- _What to work on_:
#1 Please copy the passage of the Tranzschel biography starting with "- Born: January" and going on through "on rust fungi.".
#2 Answer these questions from the Tranzschel biography:
(a) In what year did he graduate from Saint Petersburg University?
(b) Over which years was he co-editor of Fungi Rossiae exsiccati?
(c) From what year did he serve as senior botanist?

*** Excerpted text Section Begins ***

- Born: January 16, 1868 St Petersburg
- Died: January 21, 1942 (aged 74) St Petersburg
- Other name: Woldemar Heirich Tranzschel
- Occupation: Mycologist
- Known for: Tranzschel’s Law in Rust fungus evolution

= Vladimir Andreevich Tranzschel =

Russian mycologist (1868–1942)

Vladimir Andreevich Tranzschel (Владимир Андреевич Траншель) ( – January 21, 1942) was a Russian and later Soviet botanist, mycologist and plant pathologist, especially an expert on rust fungi.

He graduated from Saint Petersburg University in 1889 and became an assistant at the Imperial Forestry Institute in Saint Petersburg. From 1895 until 1899 he was co-editor of the exsiccata Fungi Rossiae exsiccati. 1898–1900, he was stationed at the University of Warsaw, but soon returned to Saint Petersburg and took a position a curator at the Botanic Garden of the Imperial Academy of Sciences. He remained affiliated with the Academy for the remainder of his career, from 1912 as senior botanist. He travelled and made collections in European Russia, Germany, Switzerland, Austria, Crimea, Kyrgyzstan, Pamir Mountains, Ussuri and Primorsky.

*** Excerpted text Section Ends ***
*** Material provided Section Begins ***

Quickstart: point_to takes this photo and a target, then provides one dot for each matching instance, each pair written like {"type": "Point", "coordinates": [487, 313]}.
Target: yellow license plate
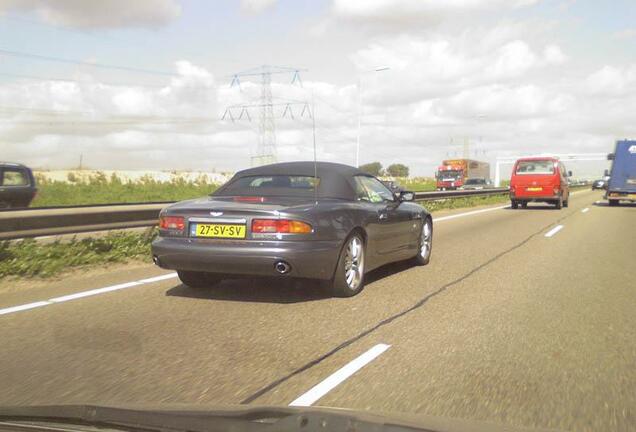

*** Material provided Section Ends ***

- _Results of the tasks_:
#1
- Born: January 16, 1868 St Petersburg
- Died: January 21, 1942 (aged 74) St Petersburg
- Other name: Woldemar Heirich Tranzschel
- Occupation: Mycologist
- Known for: Tranzschel’s Law in Rust fungus evolution

= Vladimir Andreevich Tranzschel =

Russian mycologist (1868–1942)

Vladimir Andreevich Tranzschel (Владимир Андреевич Траншель) ( – January 21, 1942) was a Russian and later Soviet botanist, mycologist and plant pathologist, especially an expert on rust fungi.

#2
(a) 1889
(b) From 1895 until 1899
(c) 1912